**PROVIDED DATA:**
Content starts

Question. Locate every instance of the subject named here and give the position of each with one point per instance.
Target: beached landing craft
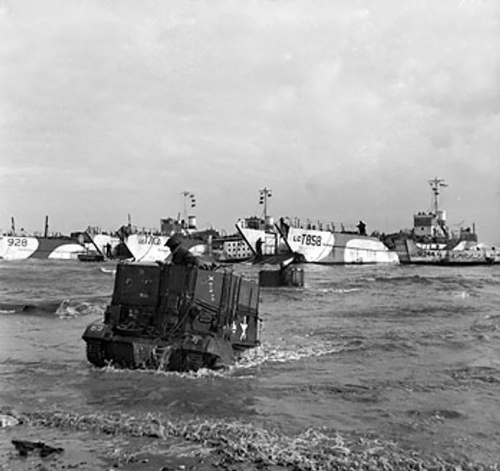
(149, 245)
(432, 242)
(311, 242)
(21, 246)
(175, 318)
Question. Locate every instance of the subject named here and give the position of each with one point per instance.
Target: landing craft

Content ends

**THE PROBLEM:** Output each record verbatim, but skip anything that is a picture.

**EXERCISE OUTPUT:**
Question. Locate every instance of the subject named here and give the position of each with one point per instance.
Target: beached landing craft
(149, 245)
(432, 242)
(311, 242)
(21, 246)
(175, 318)
Question. Locate every instance of the subject named here and give the position of each with one point per instance.
Target: landing craft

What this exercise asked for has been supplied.